**Stored data entries**:
== == ==

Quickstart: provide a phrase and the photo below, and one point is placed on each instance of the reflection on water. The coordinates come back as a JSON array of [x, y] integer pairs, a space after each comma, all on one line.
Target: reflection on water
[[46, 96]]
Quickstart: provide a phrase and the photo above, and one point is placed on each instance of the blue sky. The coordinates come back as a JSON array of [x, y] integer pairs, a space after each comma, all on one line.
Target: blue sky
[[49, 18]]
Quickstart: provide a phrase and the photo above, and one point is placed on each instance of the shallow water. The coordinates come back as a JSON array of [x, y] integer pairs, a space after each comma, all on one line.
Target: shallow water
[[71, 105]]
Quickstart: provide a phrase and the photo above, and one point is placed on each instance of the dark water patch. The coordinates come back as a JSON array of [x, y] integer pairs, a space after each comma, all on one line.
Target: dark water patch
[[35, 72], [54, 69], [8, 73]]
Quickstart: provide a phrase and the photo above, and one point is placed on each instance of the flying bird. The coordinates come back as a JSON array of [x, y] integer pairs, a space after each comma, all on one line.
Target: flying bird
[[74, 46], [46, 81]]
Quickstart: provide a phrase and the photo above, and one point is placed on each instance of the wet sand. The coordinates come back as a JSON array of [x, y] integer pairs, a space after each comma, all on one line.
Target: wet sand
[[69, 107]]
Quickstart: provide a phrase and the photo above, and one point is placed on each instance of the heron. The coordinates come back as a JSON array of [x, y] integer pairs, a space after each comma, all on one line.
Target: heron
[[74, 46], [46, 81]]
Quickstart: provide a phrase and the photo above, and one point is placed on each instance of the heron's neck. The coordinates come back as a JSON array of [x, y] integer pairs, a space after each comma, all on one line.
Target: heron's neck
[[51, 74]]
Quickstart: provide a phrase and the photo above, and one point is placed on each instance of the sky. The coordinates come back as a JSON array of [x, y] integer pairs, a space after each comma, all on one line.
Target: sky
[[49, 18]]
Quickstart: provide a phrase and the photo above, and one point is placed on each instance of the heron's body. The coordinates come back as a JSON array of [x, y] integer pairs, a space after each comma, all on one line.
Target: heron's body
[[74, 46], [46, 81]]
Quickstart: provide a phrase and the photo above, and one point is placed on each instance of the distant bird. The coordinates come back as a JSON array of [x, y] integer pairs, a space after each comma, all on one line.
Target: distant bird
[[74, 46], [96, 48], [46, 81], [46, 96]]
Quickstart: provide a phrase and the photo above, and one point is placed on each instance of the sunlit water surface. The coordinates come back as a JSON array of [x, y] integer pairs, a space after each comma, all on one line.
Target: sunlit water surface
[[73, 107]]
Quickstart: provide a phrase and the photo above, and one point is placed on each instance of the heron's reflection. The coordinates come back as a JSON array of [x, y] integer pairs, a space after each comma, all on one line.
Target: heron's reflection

== == ==

The full set of entries should be copied out exactly as given.

**Response below**:
Quickstart: provide a phrase and the photo below, and one point is placed on each instance of the reflection on water. The coordinates come back as a JSON array of [x, y] integer pairs, a space after each comma, all on one line.
Target: reflection on water
[[46, 96]]
Quickstart: provide a phrase and the photo above, and one point is placed on each instance of the blue sky. The coordinates come back as a JSON array of [x, y] integer pairs, a space after each comma, all on one line.
Target: blue sky
[[49, 18]]
Quickstart: provide a phrase and the photo above, and one point is placed on each instance of the shallow water. The coordinates come back as a JSON array of [x, y] integer pairs, a space after each comma, all on one line.
Target: shallow water
[[71, 105]]
Quickstart: provide a phrase and the photo above, and one point is placed on each instance of the dark water patch. The coordinates come back as a JSON array of [x, y] integer pairs, a space after each comma, all on one line.
Target: dark water patch
[[35, 72], [54, 69], [8, 73]]
Quickstart: provide a phrase and the photo above, and one point is placed on each instance of the flying bird. The coordinates come back as a JSON array of [x, y] integer pairs, a space after each comma, all on one line.
Target: flying bird
[[74, 46], [46, 81]]
Quickstart: provide a phrase and the photo above, and one point is placed on each instance of the wet sand. The coordinates come back as a JSON array of [x, y] integer pairs, a space after each comma, all on one line.
Target: wet sand
[[69, 107]]
Quickstart: provide a phrase and the photo above, and one point is placed on each instance of the heron. The coordinates come back as a JSON array of [x, y] integer pairs, a space after each comma, all on one line.
Target: heron
[[74, 46], [46, 81]]
Quickstart: provide a phrase and the photo above, and one point is placed on each instance of the heron's neck. The coordinates come back as a JSON array of [x, y] integer pairs, a space after each comma, all on one line.
Target: heron's neck
[[51, 74]]
Quickstart: provide a phrase and the photo above, and one point is placed on each instance of the sky. The coordinates come back as a JSON array of [x, y] integer pairs, a space after each comma, all on one line.
Target: sky
[[49, 18]]
Quickstart: provide a phrase and the photo above, and one point is placed on each instance of the heron's body. The coordinates come back as a JSON array of [x, y] integer pairs, a space after each comma, all on one line.
Target: heron's body
[[74, 46], [46, 81]]
Quickstart: provide a phrase and the photo above, and one point is placed on each instance of the distant bird. The coordinates come back as a JSON array of [x, y] integer pairs, a space after each comma, all on one line.
Target: distant bird
[[74, 46], [96, 48], [46, 81], [46, 96]]
Quickstart: provide a phrase and the photo above, and one point is placed on each instance of the sunlit water surface. The coordinates come back as a JSON array of [x, y] integer pairs, a space after each comma, all on one line.
Target: sunlit water surface
[[73, 107]]
Quickstart: provide a phrase and the photo above, and one point is placed on each instance of the heron's reflection. The coordinates come back as a JSON array of [x, y] integer pairs, a space after each comma, all on one line.
Target: heron's reflection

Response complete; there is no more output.